* Quoted passage
------------

After the planning stage of the course is complete and drafted by the selected trainer, the implementation stage kicks in, whereby the Director of Studies and the Education Board review the course outline ensuring it meets the abovementioned criteria, and should it require accreditation, it is forwarded to NCFHE for accreditation, alternatively the course is marketed and developed by the trainer on the version approved by the Director of Studies and/or Coordinator of Studies and the Head of Academy. This same process is used to renew a course following the feedback received from stakeholders as well as students.
Furthermore, before launching a new course on the market, MACTT usually conducts an internal dry run of the training, via video call or face-to-face, to assess course contents and learning outcomes as well as teaching practices. Following this process, the course kicks off and is implemented and run for its duration. Contact with students and stakeholders is ensured for any informal feedback. An evaluation form is provided to students and employers of students that may have requested in-house training, assessing all aspects as highlighted in more detail in the next Section 4.2.

------------

* Given entries
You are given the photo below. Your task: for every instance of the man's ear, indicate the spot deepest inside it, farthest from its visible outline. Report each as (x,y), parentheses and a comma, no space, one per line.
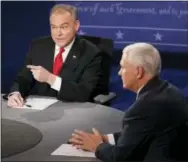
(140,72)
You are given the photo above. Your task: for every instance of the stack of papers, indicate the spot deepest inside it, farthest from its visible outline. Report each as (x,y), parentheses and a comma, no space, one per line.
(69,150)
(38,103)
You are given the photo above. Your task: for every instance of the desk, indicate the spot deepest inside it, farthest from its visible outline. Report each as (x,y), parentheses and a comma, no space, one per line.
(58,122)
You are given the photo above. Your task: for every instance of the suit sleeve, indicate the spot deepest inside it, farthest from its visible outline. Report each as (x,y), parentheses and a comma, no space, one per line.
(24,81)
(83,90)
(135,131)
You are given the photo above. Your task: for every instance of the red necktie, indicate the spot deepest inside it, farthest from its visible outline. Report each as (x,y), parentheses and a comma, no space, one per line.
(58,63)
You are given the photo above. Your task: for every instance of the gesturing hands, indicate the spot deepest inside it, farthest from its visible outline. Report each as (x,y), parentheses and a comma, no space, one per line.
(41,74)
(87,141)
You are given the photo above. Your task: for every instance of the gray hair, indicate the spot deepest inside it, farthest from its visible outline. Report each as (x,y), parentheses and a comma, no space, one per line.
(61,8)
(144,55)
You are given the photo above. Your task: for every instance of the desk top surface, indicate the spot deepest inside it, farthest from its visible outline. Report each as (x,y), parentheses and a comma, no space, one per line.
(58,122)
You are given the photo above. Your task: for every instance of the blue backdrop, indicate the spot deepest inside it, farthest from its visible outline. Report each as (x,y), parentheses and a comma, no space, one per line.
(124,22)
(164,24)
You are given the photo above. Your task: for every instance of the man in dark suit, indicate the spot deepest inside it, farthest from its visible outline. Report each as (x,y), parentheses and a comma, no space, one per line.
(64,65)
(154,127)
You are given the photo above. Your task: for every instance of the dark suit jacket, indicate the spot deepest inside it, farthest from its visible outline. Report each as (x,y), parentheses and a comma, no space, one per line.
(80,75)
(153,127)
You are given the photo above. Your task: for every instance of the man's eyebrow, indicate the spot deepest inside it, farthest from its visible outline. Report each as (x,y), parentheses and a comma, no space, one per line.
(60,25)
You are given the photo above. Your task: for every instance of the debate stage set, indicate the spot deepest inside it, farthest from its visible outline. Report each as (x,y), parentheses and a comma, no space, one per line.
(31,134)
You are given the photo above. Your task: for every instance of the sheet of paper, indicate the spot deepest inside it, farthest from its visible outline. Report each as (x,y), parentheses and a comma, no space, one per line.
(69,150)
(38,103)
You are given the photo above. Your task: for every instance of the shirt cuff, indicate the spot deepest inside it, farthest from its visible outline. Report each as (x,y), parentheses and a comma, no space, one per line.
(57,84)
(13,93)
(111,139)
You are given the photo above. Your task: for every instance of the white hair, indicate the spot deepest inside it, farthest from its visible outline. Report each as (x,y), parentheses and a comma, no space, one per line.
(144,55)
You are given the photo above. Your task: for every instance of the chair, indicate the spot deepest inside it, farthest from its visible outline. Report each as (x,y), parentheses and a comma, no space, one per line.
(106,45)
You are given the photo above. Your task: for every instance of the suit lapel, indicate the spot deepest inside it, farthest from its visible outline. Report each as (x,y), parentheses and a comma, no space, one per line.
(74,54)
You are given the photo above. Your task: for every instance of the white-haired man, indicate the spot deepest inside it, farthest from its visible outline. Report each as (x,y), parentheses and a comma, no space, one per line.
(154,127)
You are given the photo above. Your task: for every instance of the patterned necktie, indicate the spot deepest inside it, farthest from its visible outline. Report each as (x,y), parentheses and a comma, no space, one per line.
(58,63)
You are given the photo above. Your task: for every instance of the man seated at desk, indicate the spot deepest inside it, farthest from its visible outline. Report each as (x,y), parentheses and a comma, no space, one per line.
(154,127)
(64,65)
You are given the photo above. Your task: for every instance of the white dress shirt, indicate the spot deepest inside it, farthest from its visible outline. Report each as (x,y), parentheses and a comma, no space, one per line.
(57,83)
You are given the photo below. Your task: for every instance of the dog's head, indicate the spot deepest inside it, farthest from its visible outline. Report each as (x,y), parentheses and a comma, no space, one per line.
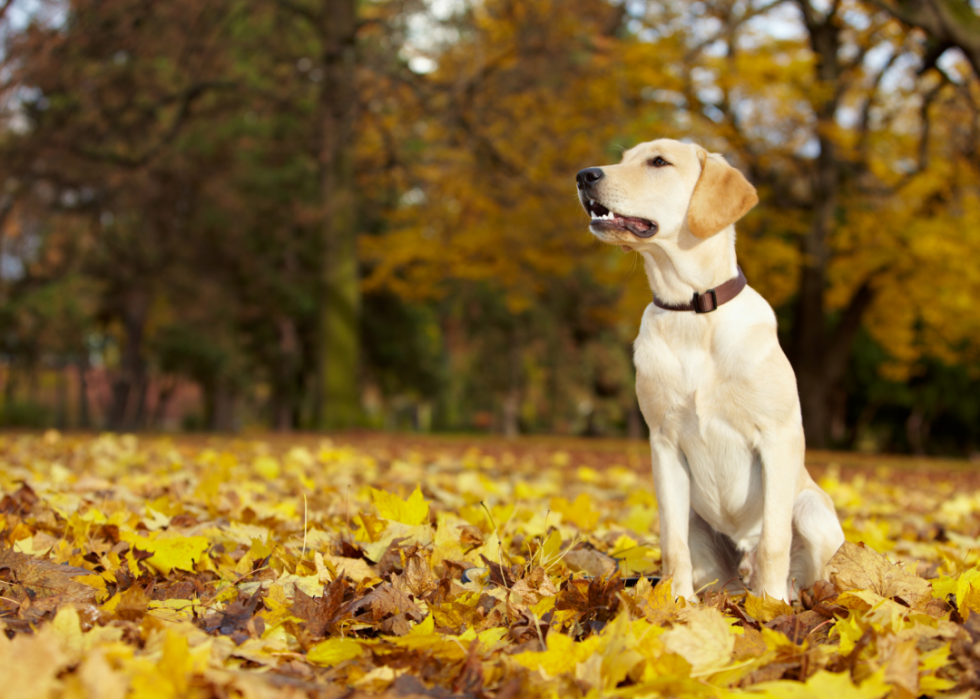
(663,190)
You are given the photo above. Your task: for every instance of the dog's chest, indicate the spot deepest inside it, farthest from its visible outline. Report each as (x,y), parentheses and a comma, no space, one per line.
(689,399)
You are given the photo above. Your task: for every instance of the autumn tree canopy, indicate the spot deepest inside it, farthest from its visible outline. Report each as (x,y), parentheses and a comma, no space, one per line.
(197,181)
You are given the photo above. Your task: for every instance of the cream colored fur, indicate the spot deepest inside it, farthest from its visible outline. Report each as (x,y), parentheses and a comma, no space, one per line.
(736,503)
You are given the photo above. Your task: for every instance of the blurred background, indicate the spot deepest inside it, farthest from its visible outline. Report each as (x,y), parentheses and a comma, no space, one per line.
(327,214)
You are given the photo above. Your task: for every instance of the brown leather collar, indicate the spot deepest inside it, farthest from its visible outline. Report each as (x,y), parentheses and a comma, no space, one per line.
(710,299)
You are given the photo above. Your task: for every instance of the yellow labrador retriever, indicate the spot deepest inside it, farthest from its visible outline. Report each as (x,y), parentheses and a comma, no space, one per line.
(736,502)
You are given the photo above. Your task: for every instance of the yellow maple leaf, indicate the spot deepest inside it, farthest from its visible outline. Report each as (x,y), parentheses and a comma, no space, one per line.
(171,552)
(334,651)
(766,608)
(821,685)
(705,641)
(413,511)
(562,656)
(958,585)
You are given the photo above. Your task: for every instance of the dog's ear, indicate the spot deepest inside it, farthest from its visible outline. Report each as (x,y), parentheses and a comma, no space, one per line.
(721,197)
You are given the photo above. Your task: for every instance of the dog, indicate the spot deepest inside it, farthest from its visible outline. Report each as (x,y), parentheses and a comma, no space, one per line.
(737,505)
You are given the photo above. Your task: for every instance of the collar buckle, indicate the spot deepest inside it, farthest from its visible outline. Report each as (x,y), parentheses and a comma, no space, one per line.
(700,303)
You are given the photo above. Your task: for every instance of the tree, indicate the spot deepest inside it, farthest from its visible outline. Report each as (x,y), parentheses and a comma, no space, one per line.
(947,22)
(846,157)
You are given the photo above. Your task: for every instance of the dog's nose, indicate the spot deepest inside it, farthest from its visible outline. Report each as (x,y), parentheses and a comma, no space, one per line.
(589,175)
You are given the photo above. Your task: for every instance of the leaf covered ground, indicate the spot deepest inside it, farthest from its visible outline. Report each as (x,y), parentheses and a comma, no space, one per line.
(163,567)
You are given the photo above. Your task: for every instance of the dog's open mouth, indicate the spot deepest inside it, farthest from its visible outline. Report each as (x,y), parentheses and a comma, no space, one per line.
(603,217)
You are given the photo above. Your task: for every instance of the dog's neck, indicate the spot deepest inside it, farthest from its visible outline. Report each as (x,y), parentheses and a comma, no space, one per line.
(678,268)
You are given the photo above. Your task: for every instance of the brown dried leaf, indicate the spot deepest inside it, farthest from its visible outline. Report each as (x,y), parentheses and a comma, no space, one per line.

------------

* Set of tasks
a. From the course implementation text, list everything the internal dry run is said to assess before a new course is launched.
b. According to the course implementation text, who is given the evaluation form?
c. Pick up the course implementation text where it stops and carry it forward.

* Per-task outputs
a.
- Course contents
- Learning outcomes
- Teaching practices

b. Students, and employers of students who may have requested in-house training.

c.
Finally, after an initial evaluation assessment and/or a public intake of the course, the Director of Studies and/or Coordinator of Studies together with the Education Board decide whether approving/renewing the training programme. The criteria taken in consideration for this decision.
are the following: the number of students and their feedback after attending the course, the need and relevance of the specific skills provided by the course at international level, the offer of other training service providers, the economic advantage of running the course, the opportunity of covering the tuition fees with national or European funding schemes (i.e. the Erasmus+ Programme). Once it has been approved internally, the accreditation of the training programme with the National Commission for Further and Higher Education starts. This procedure is implemented by the Coordinator of Studies with the support of the Director of Studies and the supervision of the Education Board.
As far as students are concerned, they are both directly and indirectly involved in the design of training programmes: directly when they are requested to give feedback on a training after having attended it (the evaluation method used is the Kirkpatrick Model of Evaluation), therefore contributing to the improvement of the course as well as by being given the opportunity to provide feedback to MACTT throughout the course; informally when being represented by their employer if a specific course for in-house training is requested.
Another, informal, opportunity for students to be involved in programme design is actually requesting a specific training course not yet included in MACTT’s current offer: the Coordinator of Studies, who usually receive the requests, is in charge of presenting the request to the Head of Academy and/or to the Education Board, who will evaluate the opportunity of designing a new training programme.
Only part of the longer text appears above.